Consignes de l'exercice
[a] D'après l'entretien avec Paul Bastard, jusqu'à quelle part des formes sévères de Covid-19 l'équipe a-t-elle pu expliquer ?
[b] Prolongez l'entretien avec Paul Bastard au-delà de sa dernière phrase, s'il vous plaît.

Texte fourni
....

Paul Bastard : Je travaillais dans le laboratoire de Jean-Laurent Casanova sur la prédisposition génétique aux infections sévères à l’herpès, notamment au niveau du cerveau. Puis, quand la pandémie de Covid-19 est arrivée, je suis retourné à l’hôpital quelques semaines avant de travailler à nouveau au laboratoire pour essayer de comprendre pourquoi certaines personnes allaient en réanimation à cause de ce nouveau virus. En étudiant d’abord les causes génétiques puis des causes immunologiques, nous avons pu expliquer jusqu’à 20 % des formes sévères de Covid-19.

 

Quels sont les grands défis à relever selon vous dans vos domaines respectifs ?

....

Données brutes
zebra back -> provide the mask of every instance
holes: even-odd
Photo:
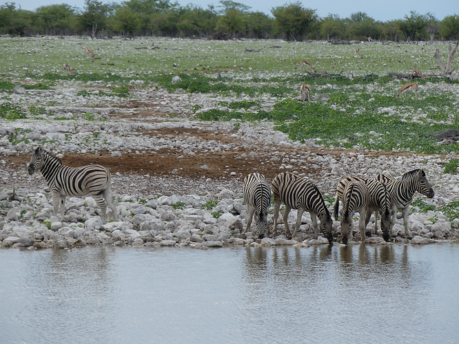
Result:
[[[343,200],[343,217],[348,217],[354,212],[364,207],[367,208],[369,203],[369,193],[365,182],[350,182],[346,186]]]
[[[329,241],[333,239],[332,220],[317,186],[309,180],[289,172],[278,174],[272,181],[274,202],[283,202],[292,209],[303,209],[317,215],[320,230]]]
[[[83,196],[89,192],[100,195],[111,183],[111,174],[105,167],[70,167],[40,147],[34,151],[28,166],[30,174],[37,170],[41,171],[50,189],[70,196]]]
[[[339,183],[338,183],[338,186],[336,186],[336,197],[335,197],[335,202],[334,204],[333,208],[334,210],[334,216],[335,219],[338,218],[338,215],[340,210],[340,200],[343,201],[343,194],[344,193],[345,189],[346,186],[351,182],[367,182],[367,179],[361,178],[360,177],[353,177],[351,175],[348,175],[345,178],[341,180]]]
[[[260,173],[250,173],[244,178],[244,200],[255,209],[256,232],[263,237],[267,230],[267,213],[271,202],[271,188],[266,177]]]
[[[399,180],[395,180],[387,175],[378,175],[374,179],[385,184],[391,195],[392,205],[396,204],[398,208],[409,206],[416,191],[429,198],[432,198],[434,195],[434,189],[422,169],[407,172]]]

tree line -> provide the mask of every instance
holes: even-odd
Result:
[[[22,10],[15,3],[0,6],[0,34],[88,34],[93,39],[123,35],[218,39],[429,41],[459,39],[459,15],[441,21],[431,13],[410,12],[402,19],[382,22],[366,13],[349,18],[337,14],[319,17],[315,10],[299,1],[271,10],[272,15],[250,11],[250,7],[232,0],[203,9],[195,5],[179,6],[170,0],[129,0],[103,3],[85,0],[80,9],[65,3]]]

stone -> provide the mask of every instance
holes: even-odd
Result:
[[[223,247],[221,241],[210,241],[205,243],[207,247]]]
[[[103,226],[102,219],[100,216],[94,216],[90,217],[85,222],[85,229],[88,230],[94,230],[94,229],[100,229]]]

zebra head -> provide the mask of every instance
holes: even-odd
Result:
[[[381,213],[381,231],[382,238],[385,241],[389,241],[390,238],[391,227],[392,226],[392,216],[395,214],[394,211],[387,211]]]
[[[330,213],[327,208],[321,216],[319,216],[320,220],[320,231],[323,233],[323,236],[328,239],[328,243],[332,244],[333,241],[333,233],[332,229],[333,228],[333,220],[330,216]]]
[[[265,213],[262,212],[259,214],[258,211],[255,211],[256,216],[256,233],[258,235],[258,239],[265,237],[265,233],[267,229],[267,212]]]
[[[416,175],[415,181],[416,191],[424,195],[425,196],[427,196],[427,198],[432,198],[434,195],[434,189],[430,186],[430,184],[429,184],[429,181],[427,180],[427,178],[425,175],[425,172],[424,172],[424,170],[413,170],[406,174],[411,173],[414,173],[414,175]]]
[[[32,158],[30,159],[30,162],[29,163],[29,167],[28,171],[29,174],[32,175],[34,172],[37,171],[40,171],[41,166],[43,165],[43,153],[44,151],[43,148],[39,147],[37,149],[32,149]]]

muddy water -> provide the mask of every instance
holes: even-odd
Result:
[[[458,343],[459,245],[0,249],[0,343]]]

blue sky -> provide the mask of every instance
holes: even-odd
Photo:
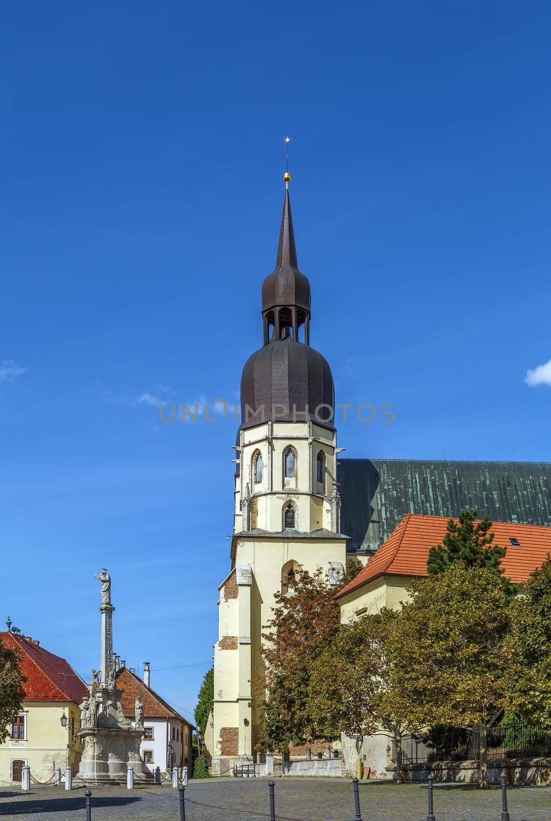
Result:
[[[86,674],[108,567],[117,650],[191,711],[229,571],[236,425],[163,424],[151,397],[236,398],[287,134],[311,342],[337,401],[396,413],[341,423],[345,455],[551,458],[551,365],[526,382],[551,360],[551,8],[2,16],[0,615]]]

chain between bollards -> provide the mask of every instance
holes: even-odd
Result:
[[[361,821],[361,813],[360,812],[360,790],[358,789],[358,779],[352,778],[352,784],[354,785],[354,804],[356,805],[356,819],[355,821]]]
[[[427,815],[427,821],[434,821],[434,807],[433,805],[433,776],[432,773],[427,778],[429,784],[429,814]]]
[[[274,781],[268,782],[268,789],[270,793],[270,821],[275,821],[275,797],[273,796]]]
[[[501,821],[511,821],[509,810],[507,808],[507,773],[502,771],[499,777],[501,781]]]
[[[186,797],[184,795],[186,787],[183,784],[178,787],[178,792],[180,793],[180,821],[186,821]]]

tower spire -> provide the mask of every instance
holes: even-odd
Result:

....

Réponses par tâche
[a] Jusqu'à 20 % des formes sévères de Covid-19.

[b]
Benoît Arragain : Les grands défis à relever dans l’étude des bunyavirus, et de manière plus générale en ce qui concerne les virus à ARN négatif segmenté, consistent en une meilleure compréhension des interactions qui peuvent exister entre les protéines virales et les cofacteurs cellulaires. Peu de choses sont également connues en ce qui concerne le fonctionnement des polymérases virales dans le contexte des particules ribonucléoprotéiques, l’unité fonctionnelle des virus qui leur permet de répliquer et transcrire leur génome. Les réponses à ces questions nous apporteraient in fine de nouvelles connaissances sur le mode de fonctionnement de ces virus pouvant nous permettre d’envisager le développement de molécules antivirales à large spectre capables de bloquer, ou tout du moins limiter, l’infection virale.

Paul Bastard : C’est une grande question ! La recherche des causes d’infections sévères peut s’appliquer à pratiquement toutes les infections. Les causes génétiques sont logiquement plus fréquentes chez les enfants et chez les jeunes adultes, mais nous avons identifié des auto-anticorps qui bloquaient la réponse immunitaire aux virus chez des personnes plus âgées. La recherche d’autres causes pour expliquer des formes sévères d’infection, même chez des personnes âgées, est donc possible et très importante pour pouvoir améliorer leur pronostic et les traitements.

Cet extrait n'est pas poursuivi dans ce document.